** BEGIN **

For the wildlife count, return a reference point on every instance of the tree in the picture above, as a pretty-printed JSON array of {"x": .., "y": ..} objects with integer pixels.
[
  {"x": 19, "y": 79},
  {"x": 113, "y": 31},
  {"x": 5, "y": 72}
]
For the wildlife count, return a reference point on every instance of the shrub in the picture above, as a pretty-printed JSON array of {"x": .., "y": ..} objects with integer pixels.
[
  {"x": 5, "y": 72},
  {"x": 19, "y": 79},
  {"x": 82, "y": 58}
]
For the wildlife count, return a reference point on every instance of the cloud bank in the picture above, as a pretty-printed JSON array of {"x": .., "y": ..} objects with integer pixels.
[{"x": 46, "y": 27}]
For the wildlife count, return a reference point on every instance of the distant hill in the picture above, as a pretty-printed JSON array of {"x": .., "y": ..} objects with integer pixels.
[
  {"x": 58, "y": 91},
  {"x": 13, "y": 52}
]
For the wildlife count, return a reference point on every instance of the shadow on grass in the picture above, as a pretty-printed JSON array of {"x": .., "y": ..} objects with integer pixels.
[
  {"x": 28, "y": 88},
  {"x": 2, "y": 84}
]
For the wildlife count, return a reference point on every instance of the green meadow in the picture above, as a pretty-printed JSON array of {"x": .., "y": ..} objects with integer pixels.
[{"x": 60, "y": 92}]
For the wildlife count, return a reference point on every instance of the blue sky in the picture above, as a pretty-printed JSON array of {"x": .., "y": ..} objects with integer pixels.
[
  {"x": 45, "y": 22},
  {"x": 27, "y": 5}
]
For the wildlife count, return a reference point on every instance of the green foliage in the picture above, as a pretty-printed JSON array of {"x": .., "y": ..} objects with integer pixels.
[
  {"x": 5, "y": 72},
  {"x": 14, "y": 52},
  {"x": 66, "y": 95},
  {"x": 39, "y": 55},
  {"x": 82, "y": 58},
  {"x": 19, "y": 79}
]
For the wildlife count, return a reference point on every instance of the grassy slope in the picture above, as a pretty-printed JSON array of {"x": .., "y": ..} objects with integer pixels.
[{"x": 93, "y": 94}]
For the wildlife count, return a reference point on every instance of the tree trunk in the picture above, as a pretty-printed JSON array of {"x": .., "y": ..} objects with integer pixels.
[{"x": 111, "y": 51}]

** END **

> **Job**:
Rename "wildlife count" to "habitat survey" throughout the entries above, reproducing every line with no other change.

> **Result of the task**:
For the habitat survey, return a reference point on every instance of the tree in the picture above, as a pretty-printed JSON array of {"x": .., "y": ..} objects with integer pixels.
[
  {"x": 19, "y": 79},
  {"x": 113, "y": 31},
  {"x": 5, "y": 72}
]
For the habitat survey, return a reference point on every instance of the shrub in the picture above, as a pretty-printed JSON array of {"x": .., "y": ..} objects with integer pixels.
[
  {"x": 5, "y": 72},
  {"x": 19, "y": 79},
  {"x": 82, "y": 58}
]
For the habitat survey, return a reference point on every instance of the cloud bank in the picture above, as a pretty-printed JSON array of {"x": .., "y": ..} objects with integer pixels.
[{"x": 46, "y": 27}]
For the habitat survey, return a reference point on every instance of the distant hill in the picture above, as a pretty-printed JSON array of {"x": .., "y": ..} objects with integer pixels.
[
  {"x": 58, "y": 91},
  {"x": 13, "y": 52}
]
For the habitat survey, return a reference point on every instance of the shadow on grass in the picture above, as a pretty-printed JSON array of {"x": .., "y": ..} objects with integer pixels.
[
  {"x": 28, "y": 88},
  {"x": 2, "y": 84}
]
For the habitat survey, return a reference point on every instance of the green meadow in the picture above, as a pretty-printed JSON array of {"x": .., "y": ..} objects with integer pixels.
[{"x": 60, "y": 92}]
For the habitat survey, return a reference point on every instance of the blue sky in the picture above, as a pretty-printed JSON array of {"x": .., "y": ..} objects with integer pixels.
[
  {"x": 45, "y": 22},
  {"x": 27, "y": 5}
]
For the habitat survey, return a reference point on every instance of the green foliage in the picture above, as a pretty-printed JSON array of {"x": .., "y": ..} objects with integer pixels.
[
  {"x": 5, "y": 72},
  {"x": 14, "y": 52},
  {"x": 66, "y": 95},
  {"x": 39, "y": 55},
  {"x": 82, "y": 58},
  {"x": 19, "y": 79}
]
For the habitat survey, return a reference point on every instance of the grassy slope in the picture above, as a pretty-printed JSON array of {"x": .., "y": ..} objects with integer pixels.
[{"x": 93, "y": 94}]
For the habitat survey, return a reference point on every instance of the tree trunk in the picture above, as a pretty-printed JSON array of {"x": .., "y": ..} objects with integer pixels.
[{"x": 111, "y": 51}]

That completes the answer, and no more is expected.